### Quoted text
Here is a a 12 minute video and amazing conclusion to the journey of human evolution from 5Gateways, created by Smiling Dragonfly.

The New Earth is here - now. Let's embrace this gift together...

5GATEWAYS (Part 7 of 7): Conclusion from Openhand on Vimeo.

tonya's picture

A new Earth was born today
Have you noticed
She’s shining like the Sun?
And all I want to do is
Bask in her radiance
Melt deeper into her purity and her light

I’ve fallen so deeply in love
That all I can do is sit, alone
And meditate
And as I do
I fall through layer upon layer
Sink more deeply into
Greater and greater light

What a gift this is
To be here at this time
To witness the rebirth
Of Mother Earth

So join hands with me
Wherever you are
Let’s celebrate
And give thanks for what we’re being given
If we can only open ourselves to receive
At this precious moment in time…

Chris and Trinity,

I totally resonate with your words, I feel so at home with you all at openhand. I also agree with Lesley in that I wont be giving my ascention up for anything I am totally commited to walking the path not matter what.
Ruthxx

Réka's picture

this has just found me...
not my own poetry, but i feel somehow it belongs here...
my feeling of freedom is so overwhelming it's absolutely beautiful,
softly full of strength...

some words by Gotye and his song...
i don't even care if it strictly belongs here or not...
because to ME it does...

### Short exercise A
Show each line of the records below that contains the word "siding".
The records have no connection to the passage above.

### Input
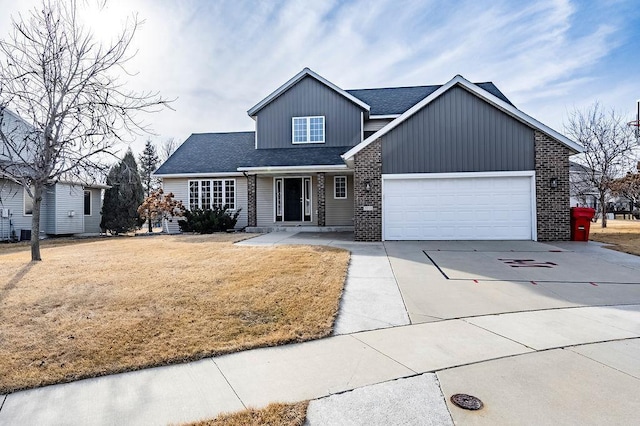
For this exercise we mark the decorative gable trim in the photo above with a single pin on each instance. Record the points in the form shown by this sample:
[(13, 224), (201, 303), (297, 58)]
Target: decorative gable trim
[(302, 74), (495, 101)]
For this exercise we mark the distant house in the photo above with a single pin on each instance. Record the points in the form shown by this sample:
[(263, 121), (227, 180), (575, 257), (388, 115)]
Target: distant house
[(445, 162), (67, 207)]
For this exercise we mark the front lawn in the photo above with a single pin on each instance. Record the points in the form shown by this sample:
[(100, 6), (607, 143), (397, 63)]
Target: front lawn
[(276, 414), (118, 304), (621, 235)]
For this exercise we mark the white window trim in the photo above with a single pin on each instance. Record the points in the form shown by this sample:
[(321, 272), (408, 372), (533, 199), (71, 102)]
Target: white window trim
[(335, 187), (25, 194), (224, 192), (308, 119), (90, 202)]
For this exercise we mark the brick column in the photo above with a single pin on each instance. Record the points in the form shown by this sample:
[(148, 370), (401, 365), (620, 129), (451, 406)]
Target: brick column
[(552, 204), (321, 199), (368, 202), (252, 218)]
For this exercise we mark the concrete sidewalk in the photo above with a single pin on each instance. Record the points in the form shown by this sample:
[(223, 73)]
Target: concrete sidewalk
[(337, 364)]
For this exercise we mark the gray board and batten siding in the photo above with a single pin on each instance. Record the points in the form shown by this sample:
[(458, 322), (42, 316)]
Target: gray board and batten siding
[(309, 97), (458, 132)]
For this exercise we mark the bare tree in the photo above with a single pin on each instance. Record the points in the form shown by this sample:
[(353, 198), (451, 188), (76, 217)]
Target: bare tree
[(167, 148), (74, 109), (609, 144)]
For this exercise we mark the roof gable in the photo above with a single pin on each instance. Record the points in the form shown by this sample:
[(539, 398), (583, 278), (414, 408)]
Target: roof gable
[(397, 100), (458, 80), (293, 81)]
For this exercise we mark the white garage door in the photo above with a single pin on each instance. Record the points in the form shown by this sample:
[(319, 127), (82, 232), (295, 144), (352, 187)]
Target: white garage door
[(472, 207)]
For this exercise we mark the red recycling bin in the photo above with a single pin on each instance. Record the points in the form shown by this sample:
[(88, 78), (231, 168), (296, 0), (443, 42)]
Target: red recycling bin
[(580, 222)]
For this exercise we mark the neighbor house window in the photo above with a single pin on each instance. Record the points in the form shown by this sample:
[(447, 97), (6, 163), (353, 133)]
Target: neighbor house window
[(87, 203), (204, 194), (340, 187), (28, 202), (307, 129)]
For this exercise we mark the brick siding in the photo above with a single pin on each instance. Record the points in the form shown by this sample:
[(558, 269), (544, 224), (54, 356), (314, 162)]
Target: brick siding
[(368, 169), (552, 204)]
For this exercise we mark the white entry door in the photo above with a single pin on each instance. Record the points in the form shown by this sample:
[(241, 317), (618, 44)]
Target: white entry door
[(464, 206)]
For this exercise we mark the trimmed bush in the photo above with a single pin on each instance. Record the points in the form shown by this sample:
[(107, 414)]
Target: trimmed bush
[(208, 221)]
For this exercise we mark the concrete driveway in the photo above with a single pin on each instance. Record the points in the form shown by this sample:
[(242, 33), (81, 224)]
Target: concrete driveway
[(458, 279)]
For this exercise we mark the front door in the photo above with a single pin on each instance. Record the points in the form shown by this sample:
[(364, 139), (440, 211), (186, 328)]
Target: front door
[(293, 200)]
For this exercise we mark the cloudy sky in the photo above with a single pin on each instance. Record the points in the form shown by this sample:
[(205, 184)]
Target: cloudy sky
[(219, 58)]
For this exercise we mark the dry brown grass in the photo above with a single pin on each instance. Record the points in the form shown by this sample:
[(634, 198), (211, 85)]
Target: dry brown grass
[(121, 304), (620, 235), (272, 415)]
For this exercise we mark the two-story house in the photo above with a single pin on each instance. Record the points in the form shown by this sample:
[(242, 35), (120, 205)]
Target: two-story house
[(67, 207), (447, 162)]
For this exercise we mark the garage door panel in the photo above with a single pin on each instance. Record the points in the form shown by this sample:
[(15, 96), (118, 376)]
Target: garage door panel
[(458, 208)]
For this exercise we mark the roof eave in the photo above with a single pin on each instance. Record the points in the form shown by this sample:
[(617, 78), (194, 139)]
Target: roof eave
[(294, 169), (295, 79), (195, 174)]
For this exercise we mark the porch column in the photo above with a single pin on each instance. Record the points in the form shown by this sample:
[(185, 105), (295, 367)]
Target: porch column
[(321, 200), (252, 218)]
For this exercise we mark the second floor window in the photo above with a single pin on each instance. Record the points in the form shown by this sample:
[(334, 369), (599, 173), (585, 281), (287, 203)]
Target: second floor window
[(307, 129)]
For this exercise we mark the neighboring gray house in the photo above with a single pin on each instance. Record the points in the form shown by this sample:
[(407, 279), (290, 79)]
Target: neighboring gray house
[(445, 162), (67, 207)]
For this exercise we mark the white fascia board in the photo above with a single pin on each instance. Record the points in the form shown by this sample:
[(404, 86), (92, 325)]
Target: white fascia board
[(83, 184), (459, 175), (196, 175), (461, 81), (305, 72), (382, 117), (294, 169)]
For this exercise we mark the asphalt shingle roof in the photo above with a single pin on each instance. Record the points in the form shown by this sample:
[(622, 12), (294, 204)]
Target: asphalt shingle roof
[(396, 100), (225, 152)]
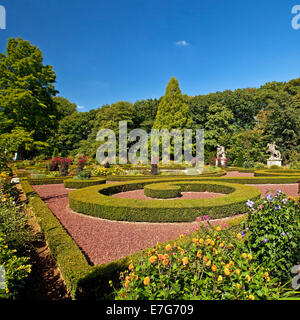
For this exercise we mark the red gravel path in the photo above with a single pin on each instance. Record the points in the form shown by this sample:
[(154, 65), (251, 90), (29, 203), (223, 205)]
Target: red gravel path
[(139, 194), (103, 240)]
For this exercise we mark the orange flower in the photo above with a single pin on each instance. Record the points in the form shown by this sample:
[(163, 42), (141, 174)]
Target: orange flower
[(146, 281), (226, 271), (152, 259)]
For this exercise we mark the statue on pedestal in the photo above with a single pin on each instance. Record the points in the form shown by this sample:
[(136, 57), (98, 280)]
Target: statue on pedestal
[(221, 156), (275, 157)]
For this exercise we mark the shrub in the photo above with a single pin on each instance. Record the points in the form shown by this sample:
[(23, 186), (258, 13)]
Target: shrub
[(77, 183), (83, 175), (97, 201), (16, 270), (259, 165), (211, 266), (162, 191), (248, 164), (274, 232)]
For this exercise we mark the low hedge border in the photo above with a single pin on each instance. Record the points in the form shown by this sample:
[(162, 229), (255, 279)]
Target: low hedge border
[(96, 201), (151, 177), (39, 181), (78, 184), (83, 281), (277, 173), (162, 190)]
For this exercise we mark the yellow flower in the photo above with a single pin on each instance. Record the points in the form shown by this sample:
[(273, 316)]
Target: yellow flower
[(146, 281)]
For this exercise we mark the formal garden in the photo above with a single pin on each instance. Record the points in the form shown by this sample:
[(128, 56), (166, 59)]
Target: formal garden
[(142, 231)]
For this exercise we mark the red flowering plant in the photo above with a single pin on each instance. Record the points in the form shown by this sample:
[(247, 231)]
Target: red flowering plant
[(53, 163), (81, 163)]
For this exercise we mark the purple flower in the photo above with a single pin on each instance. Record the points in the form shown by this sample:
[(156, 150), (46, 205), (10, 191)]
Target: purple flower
[(250, 204), (265, 239), (269, 197)]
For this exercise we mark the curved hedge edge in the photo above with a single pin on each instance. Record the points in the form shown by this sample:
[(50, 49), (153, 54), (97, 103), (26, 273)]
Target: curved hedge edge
[(277, 173), (87, 202), (84, 281), (186, 176), (110, 271), (162, 191), (78, 184), (39, 181)]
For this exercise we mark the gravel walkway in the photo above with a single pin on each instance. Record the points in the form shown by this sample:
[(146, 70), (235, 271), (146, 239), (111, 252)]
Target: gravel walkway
[(102, 240)]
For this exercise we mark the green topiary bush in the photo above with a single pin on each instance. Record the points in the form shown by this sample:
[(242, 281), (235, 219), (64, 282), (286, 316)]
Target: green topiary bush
[(82, 183), (97, 201)]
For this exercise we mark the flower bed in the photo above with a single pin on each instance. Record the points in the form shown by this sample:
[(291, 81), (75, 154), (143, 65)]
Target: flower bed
[(97, 201), (78, 183), (277, 173)]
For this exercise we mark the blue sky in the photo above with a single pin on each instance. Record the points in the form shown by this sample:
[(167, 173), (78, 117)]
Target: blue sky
[(105, 51)]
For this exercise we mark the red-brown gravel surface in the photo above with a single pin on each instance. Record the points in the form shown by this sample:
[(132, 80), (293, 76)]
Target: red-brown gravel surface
[(102, 240), (139, 194)]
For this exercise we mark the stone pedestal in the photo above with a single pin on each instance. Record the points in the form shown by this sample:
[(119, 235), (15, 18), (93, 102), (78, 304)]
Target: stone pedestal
[(277, 162)]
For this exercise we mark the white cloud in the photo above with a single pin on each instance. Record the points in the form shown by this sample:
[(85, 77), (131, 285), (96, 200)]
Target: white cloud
[(183, 43)]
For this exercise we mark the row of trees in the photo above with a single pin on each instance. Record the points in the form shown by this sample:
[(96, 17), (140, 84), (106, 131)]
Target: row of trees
[(35, 122)]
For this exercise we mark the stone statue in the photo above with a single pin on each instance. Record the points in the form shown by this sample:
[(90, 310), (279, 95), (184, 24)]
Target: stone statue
[(221, 152), (275, 154), (221, 156)]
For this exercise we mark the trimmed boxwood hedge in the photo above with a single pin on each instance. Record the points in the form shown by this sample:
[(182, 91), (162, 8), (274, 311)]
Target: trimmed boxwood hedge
[(47, 180), (277, 173), (162, 190), (151, 177), (97, 201), (78, 184)]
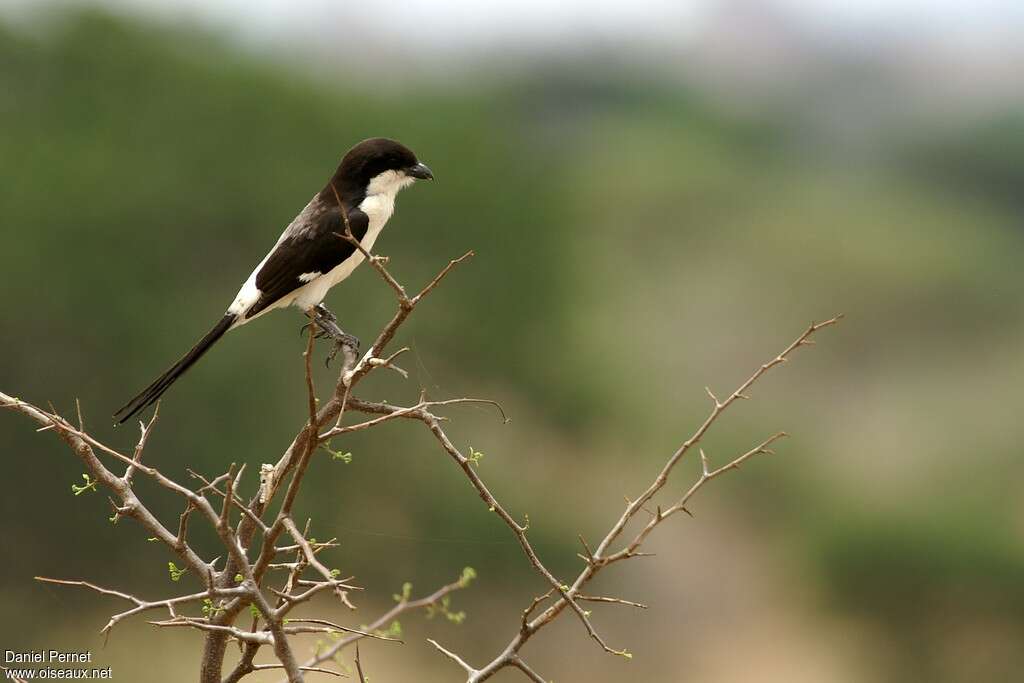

### Short exercise B
Quote the whole New Earth passage above, word for word.

### Correct output A
For this exercise we mark the gray board and batten siding in the photo above with a single pin on each instance. Record the points in the form shown by this sample:
Target: gray board and batten siding
For this exercise we mark the brick siding in the photo above with a single pin on each instance. Record the points in the form shown by this sample:
Target: brick siding

### Correct output B
Here is a a 12 minute video and amazing conclusion to the journey of human evolution from 5Gateways, created by Smiling Dragonfly.

The New Earth is here - now. Let's embrace this gift together...

5GATEWAYS (Part 7 of 7): Conclusion from Openhand on Vimeo.

tonya's picture

A new Earth was born today
Have you noticed
She’s shining like the Sun?
And all I want to do is
Bask in her radiance
Melt deeper into her purity and her light

I’ve fallen so deeply in love
That all I can do is sit, alone
And meditate
And as I do
I fall through layer upon layer
Sink more deeply into
Greater and greater light

What a gift this is
To be here at this time
To witness the rebirth
Of Mother Earth

So join hands with me
Wherever you are
Let’s celebrate
And give thanks for what we’re being given
If we can only open ourselves to receive
At this precious moment in time…

Chris and Trinity,

I totally resonate with your words, I feel so at home with you all at openhand. I also agree with Lesley in that I wont be giving my ascention up for anything I am totally commited to walking the path not matter what.
Ruthxx

Réka's picture

this has just found me...
not my own poetry, but i feel somehow it belongs here...
my feeling of freedom is so overwhelming it's absolutely beautiful,
softly full of strength...

some words by Gotye and his song...
i don't even care if it strictly belongs here or not...
because to ME it does...